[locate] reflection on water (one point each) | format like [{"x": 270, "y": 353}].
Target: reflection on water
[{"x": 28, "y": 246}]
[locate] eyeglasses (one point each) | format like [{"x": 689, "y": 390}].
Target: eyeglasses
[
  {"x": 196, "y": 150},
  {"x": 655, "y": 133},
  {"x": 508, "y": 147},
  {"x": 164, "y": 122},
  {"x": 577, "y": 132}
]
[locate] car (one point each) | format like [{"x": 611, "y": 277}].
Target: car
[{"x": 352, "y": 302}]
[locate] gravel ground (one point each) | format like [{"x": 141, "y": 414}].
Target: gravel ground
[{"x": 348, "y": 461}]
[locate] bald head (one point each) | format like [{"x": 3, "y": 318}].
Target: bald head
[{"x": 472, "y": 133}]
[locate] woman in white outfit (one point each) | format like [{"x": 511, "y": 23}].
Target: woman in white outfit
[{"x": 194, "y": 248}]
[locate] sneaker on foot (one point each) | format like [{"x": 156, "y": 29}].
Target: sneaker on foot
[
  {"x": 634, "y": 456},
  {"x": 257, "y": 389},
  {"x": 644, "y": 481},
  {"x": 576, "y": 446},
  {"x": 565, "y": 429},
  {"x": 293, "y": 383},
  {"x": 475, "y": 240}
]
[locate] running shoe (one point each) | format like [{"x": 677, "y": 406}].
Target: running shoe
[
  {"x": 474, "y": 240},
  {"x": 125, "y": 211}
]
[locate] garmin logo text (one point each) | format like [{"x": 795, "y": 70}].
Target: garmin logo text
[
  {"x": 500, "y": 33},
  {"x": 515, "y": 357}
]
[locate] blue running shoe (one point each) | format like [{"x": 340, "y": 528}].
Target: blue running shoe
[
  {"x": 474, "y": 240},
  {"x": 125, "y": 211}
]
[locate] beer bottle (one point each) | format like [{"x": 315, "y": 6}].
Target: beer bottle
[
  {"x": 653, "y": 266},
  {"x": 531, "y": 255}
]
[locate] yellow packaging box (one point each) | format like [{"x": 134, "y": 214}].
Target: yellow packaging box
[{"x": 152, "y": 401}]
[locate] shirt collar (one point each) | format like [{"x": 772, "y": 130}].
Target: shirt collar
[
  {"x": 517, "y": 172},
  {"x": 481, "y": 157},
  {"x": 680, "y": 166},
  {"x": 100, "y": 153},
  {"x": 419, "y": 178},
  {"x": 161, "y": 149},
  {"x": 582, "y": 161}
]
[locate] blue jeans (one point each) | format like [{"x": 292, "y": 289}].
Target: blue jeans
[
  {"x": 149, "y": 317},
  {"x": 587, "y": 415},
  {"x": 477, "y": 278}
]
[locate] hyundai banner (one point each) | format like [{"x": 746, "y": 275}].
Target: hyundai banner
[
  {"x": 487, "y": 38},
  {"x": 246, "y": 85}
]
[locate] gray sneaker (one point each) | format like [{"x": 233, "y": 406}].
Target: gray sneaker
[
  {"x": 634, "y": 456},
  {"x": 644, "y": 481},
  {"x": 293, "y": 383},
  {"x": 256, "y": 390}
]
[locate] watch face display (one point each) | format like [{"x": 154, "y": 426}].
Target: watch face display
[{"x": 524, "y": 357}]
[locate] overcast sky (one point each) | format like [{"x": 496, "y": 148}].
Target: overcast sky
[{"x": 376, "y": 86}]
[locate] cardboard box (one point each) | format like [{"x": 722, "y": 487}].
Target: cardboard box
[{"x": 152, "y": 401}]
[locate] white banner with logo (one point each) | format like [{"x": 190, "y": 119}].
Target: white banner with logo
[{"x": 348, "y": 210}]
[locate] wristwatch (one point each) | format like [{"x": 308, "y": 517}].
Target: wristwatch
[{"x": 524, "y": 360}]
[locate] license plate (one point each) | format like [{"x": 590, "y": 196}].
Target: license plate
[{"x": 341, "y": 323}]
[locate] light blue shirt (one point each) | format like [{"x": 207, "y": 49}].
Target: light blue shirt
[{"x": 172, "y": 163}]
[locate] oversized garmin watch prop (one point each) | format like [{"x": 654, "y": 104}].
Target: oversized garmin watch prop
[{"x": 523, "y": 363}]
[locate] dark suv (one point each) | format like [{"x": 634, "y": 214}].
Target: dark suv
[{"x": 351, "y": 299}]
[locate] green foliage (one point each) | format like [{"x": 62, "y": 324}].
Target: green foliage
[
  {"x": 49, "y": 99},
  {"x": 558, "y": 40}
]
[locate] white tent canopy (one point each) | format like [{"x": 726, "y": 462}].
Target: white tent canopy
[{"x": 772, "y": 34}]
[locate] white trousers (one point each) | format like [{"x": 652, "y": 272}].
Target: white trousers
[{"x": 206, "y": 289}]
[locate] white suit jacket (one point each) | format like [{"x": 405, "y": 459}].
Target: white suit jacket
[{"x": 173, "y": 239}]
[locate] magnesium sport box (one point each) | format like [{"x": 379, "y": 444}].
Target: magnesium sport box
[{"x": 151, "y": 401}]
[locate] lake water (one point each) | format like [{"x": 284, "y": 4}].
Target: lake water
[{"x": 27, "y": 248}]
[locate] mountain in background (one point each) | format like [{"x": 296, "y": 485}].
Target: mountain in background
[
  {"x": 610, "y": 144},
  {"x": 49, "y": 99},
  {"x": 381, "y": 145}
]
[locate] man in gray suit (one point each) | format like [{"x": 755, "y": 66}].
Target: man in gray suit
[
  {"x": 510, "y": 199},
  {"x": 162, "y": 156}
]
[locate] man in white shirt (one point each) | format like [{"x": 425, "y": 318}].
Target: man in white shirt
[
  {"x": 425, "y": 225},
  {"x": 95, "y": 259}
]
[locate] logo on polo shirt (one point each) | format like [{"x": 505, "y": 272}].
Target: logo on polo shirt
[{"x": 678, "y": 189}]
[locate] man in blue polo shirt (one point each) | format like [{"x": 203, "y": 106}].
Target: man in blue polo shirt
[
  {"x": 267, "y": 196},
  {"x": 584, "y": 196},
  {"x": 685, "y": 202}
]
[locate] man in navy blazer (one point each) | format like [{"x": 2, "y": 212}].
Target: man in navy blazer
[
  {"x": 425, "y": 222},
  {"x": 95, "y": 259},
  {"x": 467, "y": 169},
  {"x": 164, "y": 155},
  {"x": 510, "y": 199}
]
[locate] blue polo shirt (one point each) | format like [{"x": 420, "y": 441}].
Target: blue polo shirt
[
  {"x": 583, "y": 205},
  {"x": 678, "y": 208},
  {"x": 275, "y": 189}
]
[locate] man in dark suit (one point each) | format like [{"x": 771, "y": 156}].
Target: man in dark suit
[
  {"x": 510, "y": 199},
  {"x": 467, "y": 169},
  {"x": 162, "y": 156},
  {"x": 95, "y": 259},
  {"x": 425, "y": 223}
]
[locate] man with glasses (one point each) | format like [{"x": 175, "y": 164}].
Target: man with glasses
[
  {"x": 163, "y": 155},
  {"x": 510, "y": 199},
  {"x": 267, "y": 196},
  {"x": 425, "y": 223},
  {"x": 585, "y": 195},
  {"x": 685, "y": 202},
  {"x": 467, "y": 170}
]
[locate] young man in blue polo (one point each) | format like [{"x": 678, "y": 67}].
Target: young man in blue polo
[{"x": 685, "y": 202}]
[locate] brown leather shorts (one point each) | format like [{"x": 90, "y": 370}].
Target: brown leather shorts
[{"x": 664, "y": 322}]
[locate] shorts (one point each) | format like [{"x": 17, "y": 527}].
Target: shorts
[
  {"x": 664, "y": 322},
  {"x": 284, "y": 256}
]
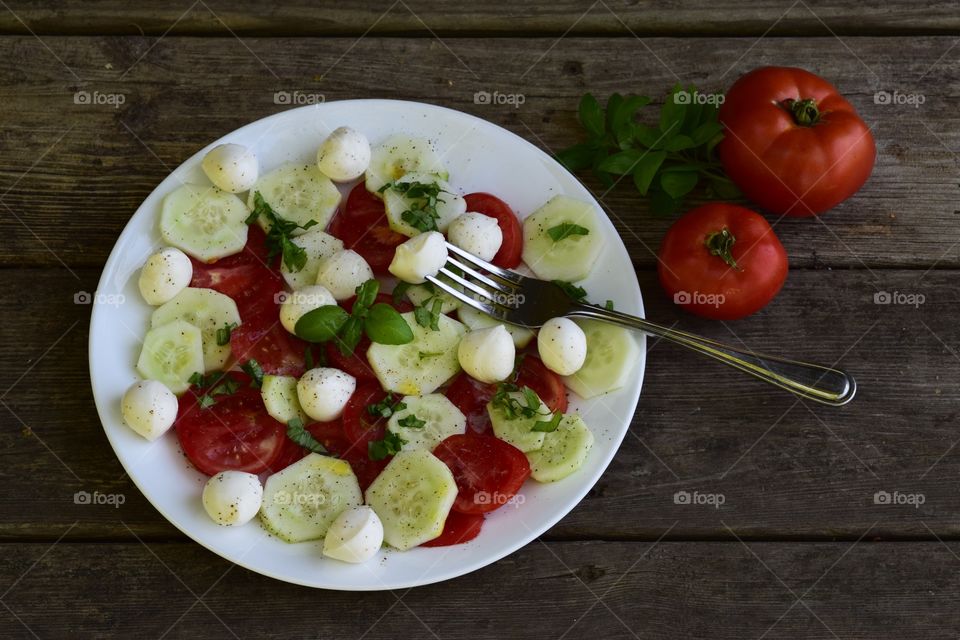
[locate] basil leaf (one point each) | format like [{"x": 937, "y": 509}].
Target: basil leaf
[
  {"x": 321, "y": 324},
  {"x": 385, "y": 325}
]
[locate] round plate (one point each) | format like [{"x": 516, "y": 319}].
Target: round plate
[{"x": 481, "y": 157}]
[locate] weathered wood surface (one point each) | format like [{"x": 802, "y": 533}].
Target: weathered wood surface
[
  {"x": 90, "y": 166},
  {"x": 906, "y": 591}
]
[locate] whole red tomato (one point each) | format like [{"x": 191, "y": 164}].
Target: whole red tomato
[
  {"x": 721, "y": 261},
  {"x": 793, "y": 144}
]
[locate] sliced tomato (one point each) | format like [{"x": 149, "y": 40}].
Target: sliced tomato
[
  {"x": 236, "y": 433},
  {"x": 362, "y": 225},
  {"x": 459, "y": 528},
  {"x": 471, "y": 397},
  {"x": 487, "y": 470},
  {"x": 511, "y": 249}
]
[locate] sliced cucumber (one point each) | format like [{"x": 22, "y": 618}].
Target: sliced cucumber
[
  {"x": 478, "y": 320},
  {"x": 441, "y": 419},
  {"x": 412, "y": 496},
  {"x": 612, "y": 353},
  {"x": 205, "y": 222},
  {"x": 563, "y": 451},
  {"x": 280, "y": 398},
  {"x": 518, "y": 431},
  {"x": 209, "y": 311},
  {"x": 298, "y": 193},
  {"x": 300, "y": 502},
  {"x": 171, "y": 354},
  {"x": 418, "y": 367},
  {"x": 571, "y": 258},
  {"x": 399, "y": 155},
  {"x": 450, "y": 204},
  {"x": 317, "y": 244}
]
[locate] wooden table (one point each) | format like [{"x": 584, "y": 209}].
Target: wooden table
[{"x": 799, "y": 547}]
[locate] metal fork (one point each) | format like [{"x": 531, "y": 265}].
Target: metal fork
[{"x": 529, "y": 302}]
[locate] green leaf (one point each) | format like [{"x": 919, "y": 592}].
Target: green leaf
[
  {"x": 385, "y": 325},
  {"x": 591, "y": 115},
  {"x": 646, "y": 170},
  {"x": 321, "y": 324}
]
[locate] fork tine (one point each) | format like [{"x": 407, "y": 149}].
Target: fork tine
[{"x": 477, "y": 263}]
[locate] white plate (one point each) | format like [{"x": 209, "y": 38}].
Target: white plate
[{"x": 481, "y": 157}]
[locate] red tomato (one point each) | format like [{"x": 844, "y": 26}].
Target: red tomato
[
  {"x": 459, "y": 528},
  {"x": 362, "y": 225},
  {"x": 793, "y": 144},
  {"x": 721, "y": 261},
  {"x": 487, "y": 470},
  {"x": 236, "y": 433},
  {"x": 508, "y": 256}
]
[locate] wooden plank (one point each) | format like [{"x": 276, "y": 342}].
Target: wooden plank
[
  {"x": 421, "y": 17},
  {"x": 869, "y": 591},
  {"x": 784, "y": 470},
  {"x": 72, "y": 174}
]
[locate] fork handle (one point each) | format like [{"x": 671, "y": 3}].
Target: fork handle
[{"x": 825, "y": 385}]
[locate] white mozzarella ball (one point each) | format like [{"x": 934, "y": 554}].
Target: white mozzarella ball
[
  {"x": 344, "y": 155},
  {"x": 232, "y": 497},
  {"x": 421, "y": 256},
  {"x": 149, "y": 408},
  {"x": 299, "y": 302},
  {"x": 165, "y": 274},
  {"x": 231, "y": 167},
  {"x": 477, "y": 234},
  {"x": 342, "y": 272},
  {"x": 355, "y": 536},
  {"x": 488, "y": 354},
  {"x": 562, "y": 345},
  {"x": 323, "y": 392}
]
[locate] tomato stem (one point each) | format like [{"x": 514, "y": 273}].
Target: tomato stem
[
  {"x": 720, "y": 243},
  {"x": 805, "y": 112}
]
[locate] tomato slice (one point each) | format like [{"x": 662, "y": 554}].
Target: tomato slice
[
  {"x": 488, "y": 204},
  {"x": 362, "y": 225},
  {"x": 487, "y": 470},
  {"x": 459, "y": 528},
  {"x": 236, "y": 433}
]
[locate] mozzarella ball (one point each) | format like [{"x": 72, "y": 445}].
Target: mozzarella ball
[
  {"x": 149, "y": 408},
  {"x": 342, "y": 272},
  {"x": 421, "y": 256},
  {"x": 344, "y": 155},
  {"x": 355, "y": 536},
  {"x": 165, "y": 274},
  {"x": 232, "y": 497},
  {"x": 323, "y": 392},
  {"x": 562, "y": 345},
  {"x": 476, "y": 233},
  {"x": 299, "y": 302},
  {"x": 231, "y": 167},
  {"x": 488, "y": 354}
]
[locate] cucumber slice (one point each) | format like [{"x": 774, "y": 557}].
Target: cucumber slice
[
  {"x": 171, "y": 354},
  {"x": 443, "y": 419},
  {"x": 571, "y": 258},
  {"x": 612, "y": 353},
  {"x": 418, "y": 367},
  {"x": 518, "y": 431},
  {"x": 412, "y": 496},
  {"x": 298, "y": 193},
  {"x": 206, "y": 309},
  {"x": 478, "y": 320},
  {"x": 300, "y": 502},
  {"x": 204, "y": 222},
  {"x": 399, "y": 155},
  {"x": 318, "y": 244},
  {"x": 450, "y": 204},
  {"x": 563, "y": 451},
  {"x": 279, "y": 395}
]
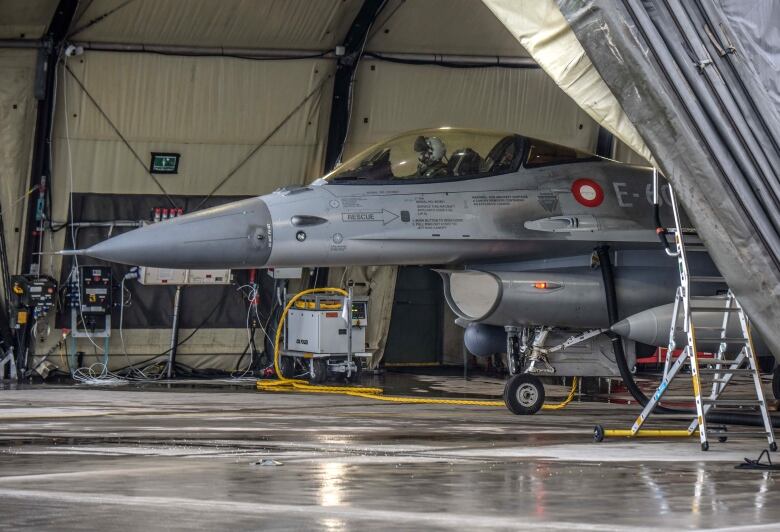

## Directions for this task:
Taking the entries above, write out exactly each line from the one holding "Target: bald head" to the one holding "[locate] sneaker on", both included, and stop there.

## The answer:
Target: bald head
[{"x": 472, "y": 133}]
[locate] woman in white outfit (one point each) | format like [{"x": 511, "y": 23}].
Target: woman in white outfit
[{"x": 194, "y": 248}]
[locate] sneaker on foot (one point each) | format like [{"x": 156, "y": 29}].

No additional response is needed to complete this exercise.